:: Exercise requirements ::
Reproduce every line of the data below, requests included. Scale each coordinate in the answers by 1.55 and round it to the nearest whole number, with halves rounded up.

:: Stored records ::
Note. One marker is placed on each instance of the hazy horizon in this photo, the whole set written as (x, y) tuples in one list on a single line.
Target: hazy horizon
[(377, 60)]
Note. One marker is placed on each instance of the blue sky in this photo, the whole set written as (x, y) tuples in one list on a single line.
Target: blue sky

:: Result of the task ::
Note. One marker is placed on each instance of the hazy horizon in this photo, the whole set written as (x, y) tuples in one list on a single line.
Target: hazy horizon
[(584, 93)]
Note. One marker is placed on each instance of the blue sky in this photo, the whole set written as (x, y) tuples in one list on a single line.
Target: blue sky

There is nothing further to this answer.